─── PASSAGE PROVIDED ───
Skip to content
New issue

Have a question about this project? Sign up for a free GitHub account to open an issue and contact its maintainers and the community.

By clicking “Sign up for GitHub”, you agree to our terms of service and privacy statement. We’ll occasionally send you account related emails.

Already on GitHub? Sign in to your account

WeatherService silently stops updating on N4 JACEs #4

Open
scrambledleek opened this issue Mar 9, 2020 · 5 comments
Open

WeatherService silently stops updating on N4 JACEs #4

scrambledleek opened this issue Mar 9, 2020 · 5 comments

Comments

@scrambledleek
Copy link

scrambledleek commented Mar 9, 2020

The issue described below may not be a problem with the OpenWeatherMap provider itself, but Niagara Community user 'roc' suggested I record the issue here too.

Note: The issue was observed using the 4.0.1 release of this module.
─── EXCERPTED DATA ───
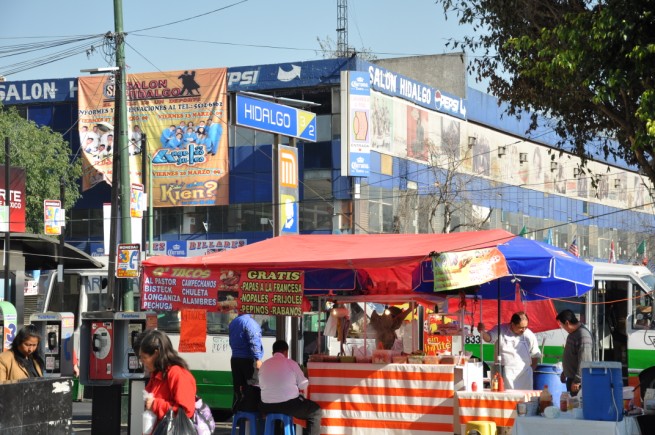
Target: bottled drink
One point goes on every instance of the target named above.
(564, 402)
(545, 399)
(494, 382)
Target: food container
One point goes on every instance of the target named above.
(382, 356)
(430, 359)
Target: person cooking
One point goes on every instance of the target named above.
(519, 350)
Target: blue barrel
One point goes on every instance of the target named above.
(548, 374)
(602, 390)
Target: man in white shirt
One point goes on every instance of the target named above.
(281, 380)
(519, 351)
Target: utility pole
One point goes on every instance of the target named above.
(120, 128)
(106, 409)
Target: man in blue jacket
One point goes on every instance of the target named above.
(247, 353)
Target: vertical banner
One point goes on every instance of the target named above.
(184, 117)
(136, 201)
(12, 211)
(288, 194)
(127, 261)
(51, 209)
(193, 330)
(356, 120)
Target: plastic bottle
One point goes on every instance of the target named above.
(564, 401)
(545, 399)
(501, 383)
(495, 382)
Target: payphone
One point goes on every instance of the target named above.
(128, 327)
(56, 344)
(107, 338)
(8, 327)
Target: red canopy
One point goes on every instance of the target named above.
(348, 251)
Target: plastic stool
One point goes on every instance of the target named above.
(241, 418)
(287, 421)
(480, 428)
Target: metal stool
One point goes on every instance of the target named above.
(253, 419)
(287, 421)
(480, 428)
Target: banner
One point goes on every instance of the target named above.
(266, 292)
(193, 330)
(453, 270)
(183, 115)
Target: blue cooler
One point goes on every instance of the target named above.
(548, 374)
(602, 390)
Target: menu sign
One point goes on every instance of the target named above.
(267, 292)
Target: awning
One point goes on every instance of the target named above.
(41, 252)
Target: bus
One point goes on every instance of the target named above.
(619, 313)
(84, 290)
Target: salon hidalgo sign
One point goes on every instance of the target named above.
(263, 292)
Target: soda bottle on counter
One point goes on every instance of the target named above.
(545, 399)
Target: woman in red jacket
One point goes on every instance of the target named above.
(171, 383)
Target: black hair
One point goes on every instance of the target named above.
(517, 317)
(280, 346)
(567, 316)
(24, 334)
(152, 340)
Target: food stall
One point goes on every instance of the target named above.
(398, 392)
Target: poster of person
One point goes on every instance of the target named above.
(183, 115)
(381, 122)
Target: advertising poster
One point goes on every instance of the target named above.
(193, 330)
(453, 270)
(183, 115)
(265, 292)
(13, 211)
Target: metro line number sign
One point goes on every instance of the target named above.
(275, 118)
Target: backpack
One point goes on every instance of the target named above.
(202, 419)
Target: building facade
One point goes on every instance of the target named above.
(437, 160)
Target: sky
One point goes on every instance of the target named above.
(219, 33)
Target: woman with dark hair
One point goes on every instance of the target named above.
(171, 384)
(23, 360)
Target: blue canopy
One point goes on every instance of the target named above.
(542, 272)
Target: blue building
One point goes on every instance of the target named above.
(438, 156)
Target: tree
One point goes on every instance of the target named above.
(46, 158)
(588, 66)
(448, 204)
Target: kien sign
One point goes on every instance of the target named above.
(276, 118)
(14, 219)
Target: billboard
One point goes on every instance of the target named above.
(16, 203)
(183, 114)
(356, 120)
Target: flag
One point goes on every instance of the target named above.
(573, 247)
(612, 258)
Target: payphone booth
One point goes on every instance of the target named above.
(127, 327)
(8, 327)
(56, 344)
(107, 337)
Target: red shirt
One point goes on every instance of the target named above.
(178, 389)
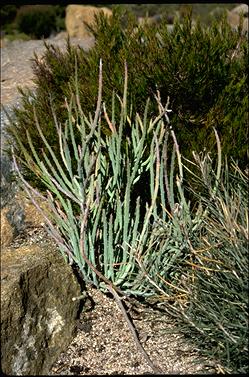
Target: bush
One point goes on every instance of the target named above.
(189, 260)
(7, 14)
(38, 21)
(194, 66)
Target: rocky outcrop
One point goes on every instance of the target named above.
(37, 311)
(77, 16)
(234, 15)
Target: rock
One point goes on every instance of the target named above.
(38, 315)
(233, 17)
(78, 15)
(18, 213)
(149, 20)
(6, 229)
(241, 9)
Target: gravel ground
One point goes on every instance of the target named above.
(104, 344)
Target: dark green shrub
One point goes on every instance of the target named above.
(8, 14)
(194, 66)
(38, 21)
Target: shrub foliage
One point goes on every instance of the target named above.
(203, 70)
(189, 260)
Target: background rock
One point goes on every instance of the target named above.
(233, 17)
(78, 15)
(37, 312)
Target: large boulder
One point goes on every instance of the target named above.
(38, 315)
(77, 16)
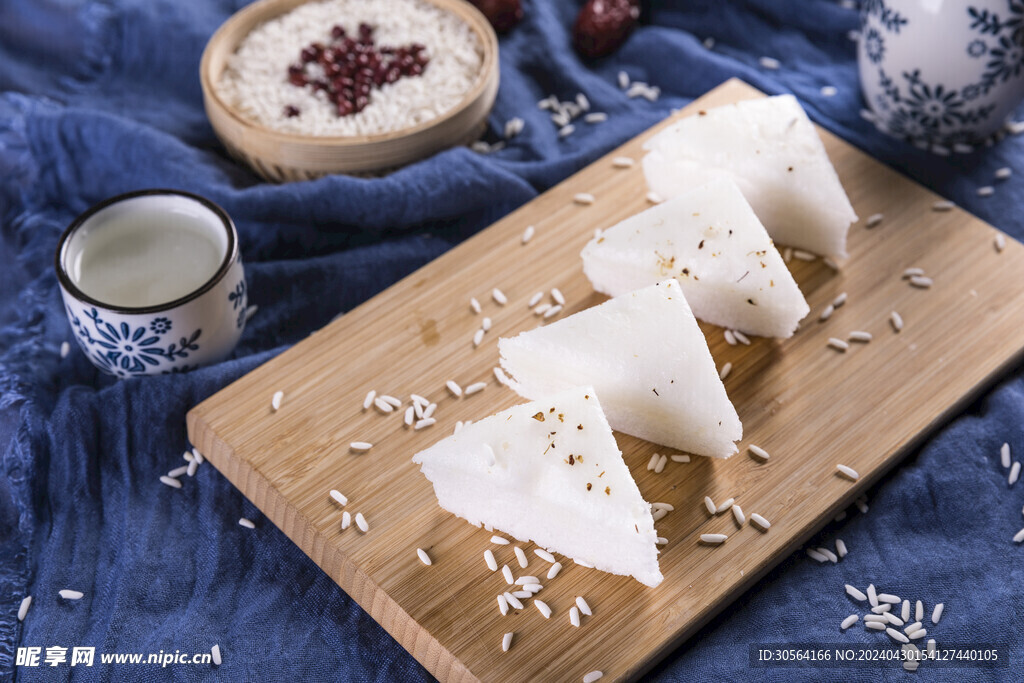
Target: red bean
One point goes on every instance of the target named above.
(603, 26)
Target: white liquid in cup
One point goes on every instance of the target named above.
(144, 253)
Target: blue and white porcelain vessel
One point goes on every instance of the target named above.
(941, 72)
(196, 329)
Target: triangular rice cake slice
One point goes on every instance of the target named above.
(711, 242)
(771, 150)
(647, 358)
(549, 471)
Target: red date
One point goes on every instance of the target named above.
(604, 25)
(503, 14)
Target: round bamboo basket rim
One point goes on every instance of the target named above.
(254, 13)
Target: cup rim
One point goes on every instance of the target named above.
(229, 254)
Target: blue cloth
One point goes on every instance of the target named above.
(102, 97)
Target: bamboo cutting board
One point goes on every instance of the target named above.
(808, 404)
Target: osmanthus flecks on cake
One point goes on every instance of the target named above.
───
TASK TO CARRY OUT :: Can you return, word for word, the stretch of the WeatherService issue page that begins at "The issue described" and stops after "of this module."?

ANSWER TO THIS TASK ::
The issue described below may not be a problem with the OpenWeatherMap provider itself, but Niagara Community user 'roc' suggested I record the issue here too.

Note: The issue was observed using the 4.0.1 release of this module.